• **Text provided**:
%%

After seing this question I started wondering about a generalization of a similar sum. The sum is $$ S(m,n)=\sum_{r=1}^{m}(-1)^{r-1}\;r^{n} $$
I gave this to WA to crunch and it gave $$ S(m,n)= (-1)^{m}2^{n}\left(\zeta\left(-n, \frac{m+2}{2}\right)-\zeta\left(-n,\frac{m+1}{2}\right) \right)-(2^{n}-1)\zeta(-n) $$
I know that Bernoully numbers,$B_{n}$, and Bernoully polynomials, $B_{n+1}(x)$, are involved expressing $$ \zeta(-n,x)=-\frac{B_{n+1}(x)}{n+1}\;\;\;and\;\;\;\zeta(-n)=-\frac{B_{n+1}}{n+1} $$ But I wonder if this expression could, somehow, be simplified to express $S(m,n)$ in a more pleasant way, involving somehow powers of two.
I think that when $m$ is a Mersenne number, i.e. of the form $2^{m}-1$, it will be possible to obtain some kind of oversimplification.

%%

• **Record list**:

%%

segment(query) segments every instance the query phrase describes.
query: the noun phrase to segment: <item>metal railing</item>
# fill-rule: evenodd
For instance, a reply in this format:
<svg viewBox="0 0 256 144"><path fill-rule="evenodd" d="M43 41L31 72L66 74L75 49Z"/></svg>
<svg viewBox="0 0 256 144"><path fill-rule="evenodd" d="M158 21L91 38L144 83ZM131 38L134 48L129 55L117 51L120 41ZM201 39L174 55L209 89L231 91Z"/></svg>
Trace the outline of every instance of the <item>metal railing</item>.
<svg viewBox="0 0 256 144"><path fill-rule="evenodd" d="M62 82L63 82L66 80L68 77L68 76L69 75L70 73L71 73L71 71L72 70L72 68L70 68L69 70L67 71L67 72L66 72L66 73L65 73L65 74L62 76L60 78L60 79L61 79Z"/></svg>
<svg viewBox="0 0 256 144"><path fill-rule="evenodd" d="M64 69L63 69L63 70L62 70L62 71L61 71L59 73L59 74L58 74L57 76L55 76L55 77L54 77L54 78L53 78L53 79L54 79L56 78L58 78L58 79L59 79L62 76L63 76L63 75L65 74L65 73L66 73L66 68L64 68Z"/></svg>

%%

• **What you will do**: Quote the full post about the alternating sum of powers word for word. The listing comes from a separate source.

• **Solution**:
After seing this question I started wondering about a generalization of a similar sum. The sum is $$ S(m,n)=\sum_{r=1}^{m}(-1)^{r-1}\;r^{n} $$
I gave this to WA to crunch and it gave $$ S(m,n)= (-1)^{m}2^{n}\left(\zeta\left(-n, \frac{m+2}{2}\right)-\zeta\left(-n,\frac{m+1}{2}\right) \right)-(2^{n}-1)\zeta(-n) $$
I know that Bernoully numbers,$B_{n}$, and Bernoully polynomials, $B_{n+1}(x)$, are involved expressing $$ \zeta(-n,x)=-\frac{B_{n+1}(x)}{n+1}\;\;\;and\;\;\;\zeta(-n)=-\frac{B_{n+1}}{n+1} $$ But I wonder if this expression could, somehow, be simplified to express $S(m,n)$ in a more pleasant way, involving somehow powers of two.
I think that when $m$ is a Mersenne number, i.e. of the form $2^{m}-1$, it will be possible to obtain some kind of oversimplification.